• **TASK DESCRIPTION**:
Every line from the one containing "Task: point out the boy, one" through the end of the listing below must be given again exactly, and nothing else; exclude pictures.

(Data entries)

====

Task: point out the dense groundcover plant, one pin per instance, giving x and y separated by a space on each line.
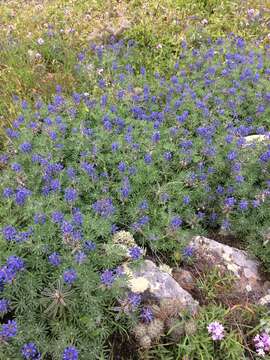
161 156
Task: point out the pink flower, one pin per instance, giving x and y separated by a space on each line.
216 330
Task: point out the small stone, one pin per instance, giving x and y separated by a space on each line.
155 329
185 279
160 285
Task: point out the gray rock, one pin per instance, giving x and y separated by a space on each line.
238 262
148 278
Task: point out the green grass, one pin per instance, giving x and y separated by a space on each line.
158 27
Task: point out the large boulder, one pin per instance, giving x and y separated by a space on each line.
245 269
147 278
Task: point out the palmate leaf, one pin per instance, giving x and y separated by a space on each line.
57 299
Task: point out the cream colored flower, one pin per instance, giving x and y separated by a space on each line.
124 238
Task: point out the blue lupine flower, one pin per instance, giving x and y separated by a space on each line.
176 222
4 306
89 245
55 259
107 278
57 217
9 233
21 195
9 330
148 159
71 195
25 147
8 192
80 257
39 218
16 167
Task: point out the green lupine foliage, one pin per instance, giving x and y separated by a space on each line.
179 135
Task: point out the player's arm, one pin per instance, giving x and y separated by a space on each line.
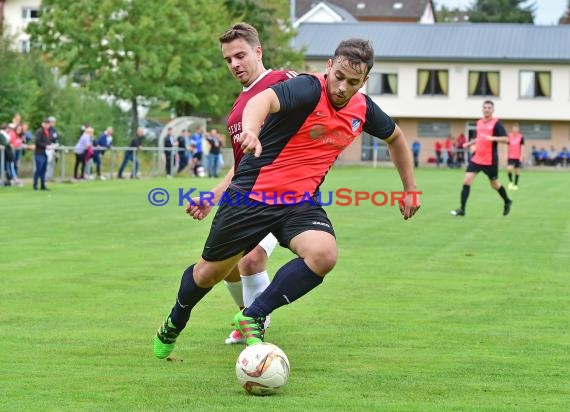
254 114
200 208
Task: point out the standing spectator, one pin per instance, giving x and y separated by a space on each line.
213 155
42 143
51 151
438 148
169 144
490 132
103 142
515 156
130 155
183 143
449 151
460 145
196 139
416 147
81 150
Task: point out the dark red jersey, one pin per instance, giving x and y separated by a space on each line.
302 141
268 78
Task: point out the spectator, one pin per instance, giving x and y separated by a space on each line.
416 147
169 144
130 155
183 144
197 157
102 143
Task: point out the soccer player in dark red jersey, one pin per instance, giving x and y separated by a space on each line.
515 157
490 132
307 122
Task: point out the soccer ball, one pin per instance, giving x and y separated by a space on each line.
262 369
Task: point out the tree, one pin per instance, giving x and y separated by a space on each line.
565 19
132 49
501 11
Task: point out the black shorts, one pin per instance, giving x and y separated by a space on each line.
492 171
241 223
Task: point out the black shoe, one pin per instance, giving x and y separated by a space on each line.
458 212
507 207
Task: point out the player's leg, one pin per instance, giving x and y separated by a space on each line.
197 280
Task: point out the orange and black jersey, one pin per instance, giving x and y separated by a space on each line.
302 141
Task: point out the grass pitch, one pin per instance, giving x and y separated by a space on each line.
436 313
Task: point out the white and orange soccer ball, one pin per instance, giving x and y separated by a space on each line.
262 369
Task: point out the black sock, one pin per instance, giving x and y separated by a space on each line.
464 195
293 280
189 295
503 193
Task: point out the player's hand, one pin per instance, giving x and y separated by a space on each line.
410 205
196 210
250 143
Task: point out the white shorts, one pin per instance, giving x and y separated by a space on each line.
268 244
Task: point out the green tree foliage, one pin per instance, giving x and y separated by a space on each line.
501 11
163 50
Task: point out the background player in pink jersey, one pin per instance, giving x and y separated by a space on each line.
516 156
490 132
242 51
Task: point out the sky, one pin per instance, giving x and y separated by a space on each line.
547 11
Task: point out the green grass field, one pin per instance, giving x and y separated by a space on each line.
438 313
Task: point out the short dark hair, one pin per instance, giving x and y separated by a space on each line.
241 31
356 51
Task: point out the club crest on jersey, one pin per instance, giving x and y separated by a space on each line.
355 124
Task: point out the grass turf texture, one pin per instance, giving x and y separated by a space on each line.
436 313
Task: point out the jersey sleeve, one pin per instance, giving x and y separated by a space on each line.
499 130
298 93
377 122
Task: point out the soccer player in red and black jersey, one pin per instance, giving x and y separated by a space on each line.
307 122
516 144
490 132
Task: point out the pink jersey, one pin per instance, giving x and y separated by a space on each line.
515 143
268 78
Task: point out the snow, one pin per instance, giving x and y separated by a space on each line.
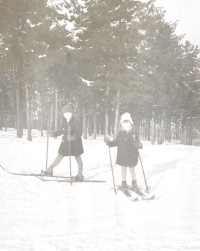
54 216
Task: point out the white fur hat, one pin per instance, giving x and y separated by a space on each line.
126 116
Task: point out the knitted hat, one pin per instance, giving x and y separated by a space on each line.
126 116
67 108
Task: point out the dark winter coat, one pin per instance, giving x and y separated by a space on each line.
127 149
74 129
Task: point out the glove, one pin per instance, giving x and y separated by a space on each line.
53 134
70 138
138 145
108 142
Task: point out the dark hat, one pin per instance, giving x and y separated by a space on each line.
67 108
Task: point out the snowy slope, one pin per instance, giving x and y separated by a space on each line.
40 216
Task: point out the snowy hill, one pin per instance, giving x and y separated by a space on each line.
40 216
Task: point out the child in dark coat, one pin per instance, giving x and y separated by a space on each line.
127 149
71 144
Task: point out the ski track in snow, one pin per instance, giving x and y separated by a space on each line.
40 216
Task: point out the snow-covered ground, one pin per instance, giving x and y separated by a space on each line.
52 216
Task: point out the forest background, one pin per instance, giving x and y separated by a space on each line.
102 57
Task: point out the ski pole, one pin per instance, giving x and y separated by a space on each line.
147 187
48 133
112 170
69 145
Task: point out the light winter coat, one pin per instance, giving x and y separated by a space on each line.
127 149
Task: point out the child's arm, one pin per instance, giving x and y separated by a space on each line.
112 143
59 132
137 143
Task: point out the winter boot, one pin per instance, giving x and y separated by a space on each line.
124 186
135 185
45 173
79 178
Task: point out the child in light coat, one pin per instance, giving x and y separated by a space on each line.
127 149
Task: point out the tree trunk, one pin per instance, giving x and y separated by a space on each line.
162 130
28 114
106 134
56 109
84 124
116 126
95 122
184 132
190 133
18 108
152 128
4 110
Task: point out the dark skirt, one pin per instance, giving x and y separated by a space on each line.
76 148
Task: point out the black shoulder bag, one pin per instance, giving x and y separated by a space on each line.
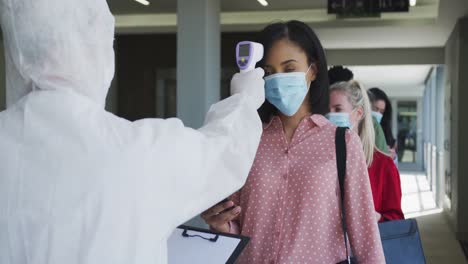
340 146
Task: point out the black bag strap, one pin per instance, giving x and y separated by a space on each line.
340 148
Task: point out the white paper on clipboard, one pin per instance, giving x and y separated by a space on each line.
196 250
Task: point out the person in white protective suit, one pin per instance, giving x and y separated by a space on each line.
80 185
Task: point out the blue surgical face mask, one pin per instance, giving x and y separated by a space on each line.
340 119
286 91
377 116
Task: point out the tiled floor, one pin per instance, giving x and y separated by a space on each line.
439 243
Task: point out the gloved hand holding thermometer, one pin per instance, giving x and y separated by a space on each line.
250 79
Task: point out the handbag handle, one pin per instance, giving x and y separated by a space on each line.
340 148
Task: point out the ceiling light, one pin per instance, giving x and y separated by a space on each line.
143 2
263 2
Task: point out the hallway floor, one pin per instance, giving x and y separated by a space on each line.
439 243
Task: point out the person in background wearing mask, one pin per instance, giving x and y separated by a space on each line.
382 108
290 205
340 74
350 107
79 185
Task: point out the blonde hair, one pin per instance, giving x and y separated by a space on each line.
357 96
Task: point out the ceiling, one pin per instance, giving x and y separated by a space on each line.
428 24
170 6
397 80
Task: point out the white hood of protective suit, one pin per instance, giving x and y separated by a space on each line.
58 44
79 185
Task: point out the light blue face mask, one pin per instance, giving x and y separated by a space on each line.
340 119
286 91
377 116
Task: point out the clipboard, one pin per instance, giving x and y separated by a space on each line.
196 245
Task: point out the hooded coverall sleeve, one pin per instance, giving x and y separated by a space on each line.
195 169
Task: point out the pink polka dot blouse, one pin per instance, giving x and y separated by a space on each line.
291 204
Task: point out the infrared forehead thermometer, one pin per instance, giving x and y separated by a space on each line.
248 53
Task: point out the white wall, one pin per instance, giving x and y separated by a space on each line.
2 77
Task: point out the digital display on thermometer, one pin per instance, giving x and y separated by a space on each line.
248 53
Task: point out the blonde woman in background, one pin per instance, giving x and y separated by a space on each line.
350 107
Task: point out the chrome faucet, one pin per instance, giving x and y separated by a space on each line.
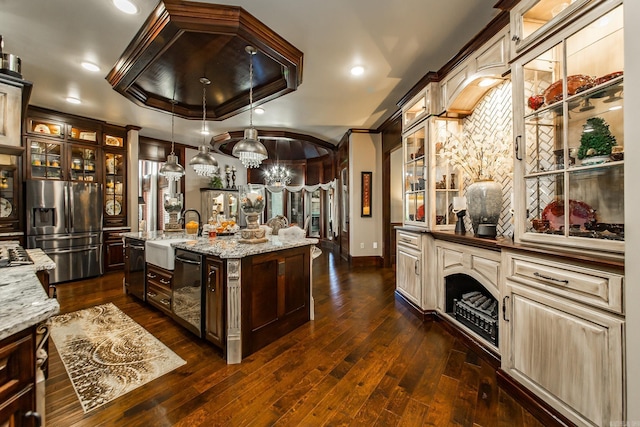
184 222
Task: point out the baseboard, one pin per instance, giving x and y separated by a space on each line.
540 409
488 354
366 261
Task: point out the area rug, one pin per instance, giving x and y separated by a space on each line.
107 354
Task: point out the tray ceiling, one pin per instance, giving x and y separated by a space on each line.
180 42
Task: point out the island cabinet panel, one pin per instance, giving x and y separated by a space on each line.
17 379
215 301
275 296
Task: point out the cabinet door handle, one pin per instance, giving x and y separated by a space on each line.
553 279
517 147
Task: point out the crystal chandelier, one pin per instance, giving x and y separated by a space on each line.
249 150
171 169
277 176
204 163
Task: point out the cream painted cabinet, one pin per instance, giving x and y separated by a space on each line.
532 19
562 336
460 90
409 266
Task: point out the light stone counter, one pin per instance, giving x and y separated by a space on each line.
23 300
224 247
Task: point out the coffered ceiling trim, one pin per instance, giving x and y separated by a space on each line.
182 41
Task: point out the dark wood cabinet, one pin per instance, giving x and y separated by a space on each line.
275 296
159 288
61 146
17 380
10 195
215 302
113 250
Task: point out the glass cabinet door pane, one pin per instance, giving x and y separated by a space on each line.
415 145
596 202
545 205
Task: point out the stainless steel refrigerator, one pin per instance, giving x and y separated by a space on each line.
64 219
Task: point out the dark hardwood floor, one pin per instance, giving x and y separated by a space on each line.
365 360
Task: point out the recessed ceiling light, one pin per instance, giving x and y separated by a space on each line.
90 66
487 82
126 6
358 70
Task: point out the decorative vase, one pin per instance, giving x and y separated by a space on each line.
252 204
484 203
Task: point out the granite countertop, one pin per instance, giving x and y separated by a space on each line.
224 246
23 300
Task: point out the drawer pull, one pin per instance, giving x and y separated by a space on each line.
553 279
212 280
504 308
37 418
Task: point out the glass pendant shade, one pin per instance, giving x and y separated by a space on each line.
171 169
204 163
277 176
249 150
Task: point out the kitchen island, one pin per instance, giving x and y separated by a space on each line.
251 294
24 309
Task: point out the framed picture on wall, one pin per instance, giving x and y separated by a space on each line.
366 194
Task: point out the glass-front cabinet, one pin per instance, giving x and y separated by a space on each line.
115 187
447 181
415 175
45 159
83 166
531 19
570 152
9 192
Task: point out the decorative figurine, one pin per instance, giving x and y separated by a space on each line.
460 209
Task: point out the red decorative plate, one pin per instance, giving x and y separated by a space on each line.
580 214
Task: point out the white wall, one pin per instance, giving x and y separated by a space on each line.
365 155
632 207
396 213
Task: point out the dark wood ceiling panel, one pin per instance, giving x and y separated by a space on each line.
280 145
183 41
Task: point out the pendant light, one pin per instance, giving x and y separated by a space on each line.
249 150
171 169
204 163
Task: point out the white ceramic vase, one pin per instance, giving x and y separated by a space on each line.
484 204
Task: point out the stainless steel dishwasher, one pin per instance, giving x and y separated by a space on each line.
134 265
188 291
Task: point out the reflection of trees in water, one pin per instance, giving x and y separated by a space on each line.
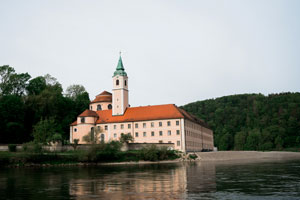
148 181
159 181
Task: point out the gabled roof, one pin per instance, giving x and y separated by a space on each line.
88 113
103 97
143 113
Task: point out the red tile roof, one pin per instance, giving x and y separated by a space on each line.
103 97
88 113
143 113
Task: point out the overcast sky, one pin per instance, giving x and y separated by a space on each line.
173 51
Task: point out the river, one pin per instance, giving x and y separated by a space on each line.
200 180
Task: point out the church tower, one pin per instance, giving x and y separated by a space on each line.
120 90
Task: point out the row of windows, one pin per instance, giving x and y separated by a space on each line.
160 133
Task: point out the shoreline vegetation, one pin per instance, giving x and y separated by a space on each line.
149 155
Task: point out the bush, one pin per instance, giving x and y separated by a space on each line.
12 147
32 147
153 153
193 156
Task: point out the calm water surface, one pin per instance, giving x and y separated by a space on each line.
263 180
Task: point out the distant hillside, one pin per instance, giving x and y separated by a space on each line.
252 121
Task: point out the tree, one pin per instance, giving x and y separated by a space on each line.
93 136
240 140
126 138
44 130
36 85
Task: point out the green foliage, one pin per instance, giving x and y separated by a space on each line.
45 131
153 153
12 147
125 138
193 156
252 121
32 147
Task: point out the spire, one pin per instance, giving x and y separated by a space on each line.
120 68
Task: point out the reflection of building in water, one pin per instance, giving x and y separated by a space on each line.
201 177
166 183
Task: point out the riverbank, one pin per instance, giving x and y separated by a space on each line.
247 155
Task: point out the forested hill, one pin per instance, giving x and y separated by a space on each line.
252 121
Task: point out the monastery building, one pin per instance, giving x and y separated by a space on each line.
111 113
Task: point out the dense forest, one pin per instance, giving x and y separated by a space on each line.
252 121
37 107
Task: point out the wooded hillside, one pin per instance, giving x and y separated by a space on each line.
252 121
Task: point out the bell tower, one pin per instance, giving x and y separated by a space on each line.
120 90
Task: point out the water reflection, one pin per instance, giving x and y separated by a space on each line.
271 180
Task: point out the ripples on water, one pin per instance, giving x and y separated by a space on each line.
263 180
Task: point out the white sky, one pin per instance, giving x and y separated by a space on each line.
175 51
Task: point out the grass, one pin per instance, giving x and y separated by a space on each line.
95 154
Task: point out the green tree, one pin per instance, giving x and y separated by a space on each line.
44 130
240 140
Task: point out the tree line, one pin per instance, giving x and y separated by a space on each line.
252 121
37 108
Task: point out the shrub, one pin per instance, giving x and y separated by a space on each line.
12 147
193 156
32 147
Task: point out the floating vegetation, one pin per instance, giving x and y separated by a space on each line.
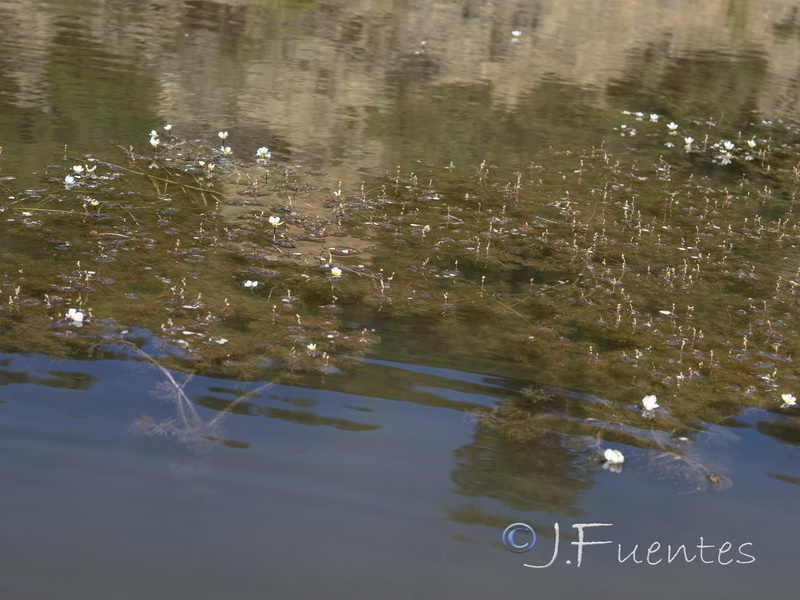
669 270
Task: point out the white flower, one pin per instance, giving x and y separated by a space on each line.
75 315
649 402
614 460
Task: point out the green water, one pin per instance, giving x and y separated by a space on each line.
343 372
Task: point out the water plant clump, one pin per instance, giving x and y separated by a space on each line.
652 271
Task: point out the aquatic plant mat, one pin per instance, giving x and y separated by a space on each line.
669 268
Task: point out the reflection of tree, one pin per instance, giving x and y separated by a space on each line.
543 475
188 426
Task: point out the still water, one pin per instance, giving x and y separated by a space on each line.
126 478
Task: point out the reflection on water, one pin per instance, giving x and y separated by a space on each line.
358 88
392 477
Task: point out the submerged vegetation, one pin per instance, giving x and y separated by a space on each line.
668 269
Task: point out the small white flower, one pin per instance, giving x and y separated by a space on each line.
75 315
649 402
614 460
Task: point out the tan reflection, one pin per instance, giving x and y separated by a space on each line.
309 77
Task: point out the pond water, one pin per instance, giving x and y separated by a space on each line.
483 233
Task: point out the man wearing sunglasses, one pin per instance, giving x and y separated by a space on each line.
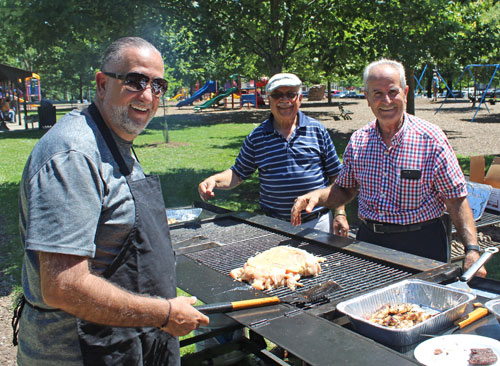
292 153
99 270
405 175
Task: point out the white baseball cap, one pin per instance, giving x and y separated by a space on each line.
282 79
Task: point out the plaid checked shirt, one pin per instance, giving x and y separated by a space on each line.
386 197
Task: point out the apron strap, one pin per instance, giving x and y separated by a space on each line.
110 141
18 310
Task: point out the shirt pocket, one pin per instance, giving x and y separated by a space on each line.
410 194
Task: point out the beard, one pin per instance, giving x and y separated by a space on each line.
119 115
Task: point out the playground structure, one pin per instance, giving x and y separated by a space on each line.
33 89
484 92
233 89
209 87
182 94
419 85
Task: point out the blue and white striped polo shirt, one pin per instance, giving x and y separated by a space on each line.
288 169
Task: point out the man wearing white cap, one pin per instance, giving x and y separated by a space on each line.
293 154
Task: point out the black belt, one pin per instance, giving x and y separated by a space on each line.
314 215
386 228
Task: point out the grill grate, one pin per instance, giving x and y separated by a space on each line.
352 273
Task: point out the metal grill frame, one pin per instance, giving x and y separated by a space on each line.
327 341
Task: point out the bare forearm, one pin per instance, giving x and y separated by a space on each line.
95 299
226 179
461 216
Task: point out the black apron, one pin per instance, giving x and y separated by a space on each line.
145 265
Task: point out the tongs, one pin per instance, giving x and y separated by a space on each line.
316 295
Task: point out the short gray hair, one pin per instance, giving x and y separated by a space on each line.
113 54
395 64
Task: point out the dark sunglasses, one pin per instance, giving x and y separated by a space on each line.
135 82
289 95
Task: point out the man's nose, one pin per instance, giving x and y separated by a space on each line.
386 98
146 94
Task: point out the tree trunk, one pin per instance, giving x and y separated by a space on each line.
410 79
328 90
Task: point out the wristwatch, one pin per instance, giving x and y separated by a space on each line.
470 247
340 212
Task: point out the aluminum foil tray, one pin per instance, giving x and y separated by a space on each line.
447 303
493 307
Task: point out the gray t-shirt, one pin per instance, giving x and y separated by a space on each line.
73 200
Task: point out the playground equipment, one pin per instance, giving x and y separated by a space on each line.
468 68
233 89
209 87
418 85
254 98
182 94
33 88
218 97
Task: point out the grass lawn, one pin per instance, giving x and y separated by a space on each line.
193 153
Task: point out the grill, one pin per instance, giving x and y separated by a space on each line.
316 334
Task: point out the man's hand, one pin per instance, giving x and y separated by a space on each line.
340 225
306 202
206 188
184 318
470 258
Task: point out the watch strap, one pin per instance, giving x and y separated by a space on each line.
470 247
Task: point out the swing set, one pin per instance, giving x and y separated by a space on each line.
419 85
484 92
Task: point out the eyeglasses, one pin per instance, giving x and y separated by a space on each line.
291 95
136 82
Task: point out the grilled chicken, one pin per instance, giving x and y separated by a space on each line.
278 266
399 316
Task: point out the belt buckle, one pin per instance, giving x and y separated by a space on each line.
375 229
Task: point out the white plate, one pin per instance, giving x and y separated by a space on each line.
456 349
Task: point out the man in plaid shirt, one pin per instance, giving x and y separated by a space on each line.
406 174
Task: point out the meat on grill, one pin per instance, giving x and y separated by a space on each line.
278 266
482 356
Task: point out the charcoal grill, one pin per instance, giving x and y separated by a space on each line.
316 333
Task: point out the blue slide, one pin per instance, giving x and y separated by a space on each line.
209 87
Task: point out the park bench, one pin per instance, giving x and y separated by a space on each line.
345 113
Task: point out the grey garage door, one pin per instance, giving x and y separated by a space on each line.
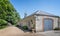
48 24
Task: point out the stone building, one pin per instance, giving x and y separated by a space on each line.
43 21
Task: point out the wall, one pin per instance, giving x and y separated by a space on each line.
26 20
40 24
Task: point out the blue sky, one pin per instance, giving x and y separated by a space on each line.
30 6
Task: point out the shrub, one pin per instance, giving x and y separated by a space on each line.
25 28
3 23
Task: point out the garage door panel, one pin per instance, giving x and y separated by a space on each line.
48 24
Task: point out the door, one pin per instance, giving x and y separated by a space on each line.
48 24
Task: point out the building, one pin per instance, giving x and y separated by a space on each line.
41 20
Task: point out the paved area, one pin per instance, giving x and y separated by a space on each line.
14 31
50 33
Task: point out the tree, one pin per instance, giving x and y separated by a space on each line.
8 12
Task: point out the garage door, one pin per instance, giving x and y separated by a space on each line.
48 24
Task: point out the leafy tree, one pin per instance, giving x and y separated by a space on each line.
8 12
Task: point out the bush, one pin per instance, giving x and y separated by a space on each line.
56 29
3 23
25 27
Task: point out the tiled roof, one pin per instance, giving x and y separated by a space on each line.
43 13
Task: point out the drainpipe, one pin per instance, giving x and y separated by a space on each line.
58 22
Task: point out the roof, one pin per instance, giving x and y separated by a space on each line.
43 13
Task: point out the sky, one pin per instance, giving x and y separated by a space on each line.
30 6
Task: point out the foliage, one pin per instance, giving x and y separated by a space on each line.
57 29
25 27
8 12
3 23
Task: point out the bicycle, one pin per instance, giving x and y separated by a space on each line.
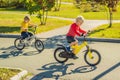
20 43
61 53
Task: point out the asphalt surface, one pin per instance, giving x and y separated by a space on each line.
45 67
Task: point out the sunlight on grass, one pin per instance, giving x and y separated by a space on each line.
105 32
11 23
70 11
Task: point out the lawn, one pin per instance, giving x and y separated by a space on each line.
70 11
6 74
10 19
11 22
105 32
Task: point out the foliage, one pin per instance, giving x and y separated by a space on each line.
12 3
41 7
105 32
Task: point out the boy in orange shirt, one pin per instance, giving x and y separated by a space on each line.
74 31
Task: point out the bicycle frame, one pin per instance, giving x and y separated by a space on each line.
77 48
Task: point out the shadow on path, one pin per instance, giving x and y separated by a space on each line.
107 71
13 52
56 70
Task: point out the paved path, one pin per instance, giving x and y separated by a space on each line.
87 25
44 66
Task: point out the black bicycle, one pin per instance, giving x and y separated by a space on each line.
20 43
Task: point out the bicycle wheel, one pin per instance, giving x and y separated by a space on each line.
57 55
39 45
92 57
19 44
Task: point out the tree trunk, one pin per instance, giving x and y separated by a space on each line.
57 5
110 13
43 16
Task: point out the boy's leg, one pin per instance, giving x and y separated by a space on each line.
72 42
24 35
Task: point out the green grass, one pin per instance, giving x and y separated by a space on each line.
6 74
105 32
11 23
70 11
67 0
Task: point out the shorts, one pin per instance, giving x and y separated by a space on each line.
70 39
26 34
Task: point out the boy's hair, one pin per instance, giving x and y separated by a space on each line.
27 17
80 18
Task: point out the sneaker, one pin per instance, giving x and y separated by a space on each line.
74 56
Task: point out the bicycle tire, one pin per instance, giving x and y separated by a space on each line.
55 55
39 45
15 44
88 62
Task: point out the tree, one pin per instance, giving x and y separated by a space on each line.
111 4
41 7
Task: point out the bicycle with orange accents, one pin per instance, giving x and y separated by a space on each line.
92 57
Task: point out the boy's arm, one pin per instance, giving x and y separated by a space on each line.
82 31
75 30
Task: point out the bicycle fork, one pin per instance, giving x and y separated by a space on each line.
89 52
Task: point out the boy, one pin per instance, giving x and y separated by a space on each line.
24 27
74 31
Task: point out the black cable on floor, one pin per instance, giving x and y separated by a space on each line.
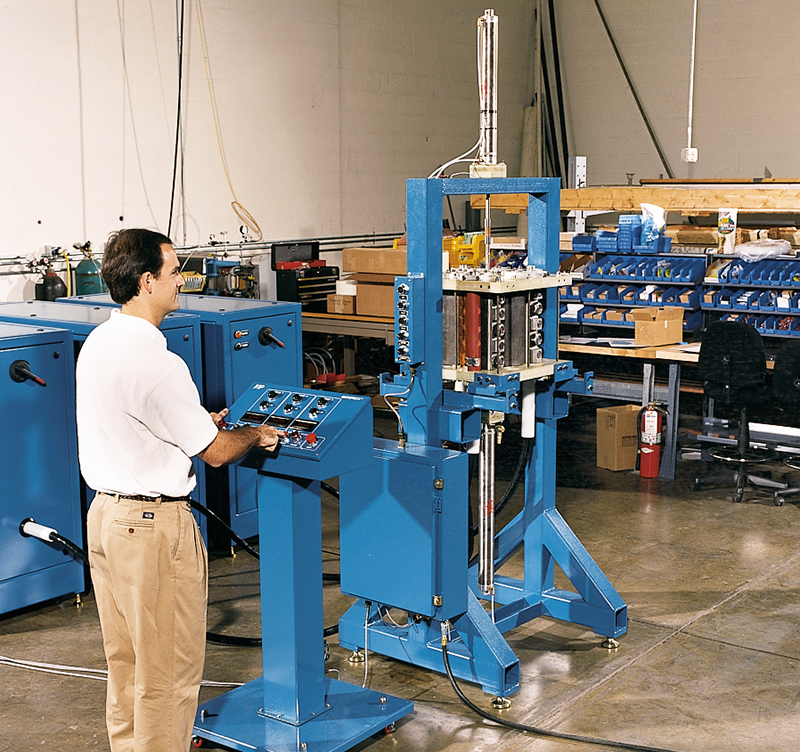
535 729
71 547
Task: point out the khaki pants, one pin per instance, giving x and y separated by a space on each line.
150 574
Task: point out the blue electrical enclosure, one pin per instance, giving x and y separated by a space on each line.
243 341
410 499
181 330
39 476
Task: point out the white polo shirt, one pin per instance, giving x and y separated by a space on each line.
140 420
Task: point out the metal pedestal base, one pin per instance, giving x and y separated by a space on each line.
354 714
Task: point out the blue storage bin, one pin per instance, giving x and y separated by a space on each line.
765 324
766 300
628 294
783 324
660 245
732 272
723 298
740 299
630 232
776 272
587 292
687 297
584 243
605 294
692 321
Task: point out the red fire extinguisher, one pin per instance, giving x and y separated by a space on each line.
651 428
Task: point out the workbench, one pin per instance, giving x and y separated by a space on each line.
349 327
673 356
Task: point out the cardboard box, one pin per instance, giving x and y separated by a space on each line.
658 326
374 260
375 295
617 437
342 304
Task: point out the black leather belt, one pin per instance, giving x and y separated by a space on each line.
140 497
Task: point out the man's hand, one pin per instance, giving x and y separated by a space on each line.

====

• **SOLUTION FOR THIS PROBLEM**:
Task: point out the boy, one pin per instance, giving x and y separated by a space on each line.
24 27
74 31
Task: point out the black cable on floor, one pin per instance, giving x and y separated by a space on each line.
535 729
71 547
Task: point out the khaki pants, one pin per instance, giving x and y separated by a space on each line.
150 574
Task: point out the blue electrical enclosure, one pin per instance, giving x and y separated by a space on each line.
243 341
410 499
181 330
39 476
Task: point out the white polo shirt, one pin per instance, giving x and y separated by a space on each line.
140 420
Task: point out the metal pedestal base, one pin per instance, giving x and y separated by a space on each line.
354 714
Task: point out the blue storage bin, one pin per instance, giving x and y separated by a space on each line.
765 324
766 300
628 294
783 324
660 245
732 272
723 298
740 299
630 232
776 272
587 292
687 297
584 243
605 294
692 321
Task: point out the red fire extinguisher, one pin per instance, giving x and y separated by a space on each line.
651 428
Task: point out the workbench, one pin per instance, giving x and y separated by a space on each line.
349 327
673 356
Task: point out the cardboard box, one pin per instance, giving x and y separated by a space on each line.
658 326
374 260
375 295
617 437
342 304
Task: point out the black leather belt, one pin per instance, giving x and y separated by a space on each line.
140 497
Task: point out the man's hand, one pin per instance, giving x and y separated by a space on each line.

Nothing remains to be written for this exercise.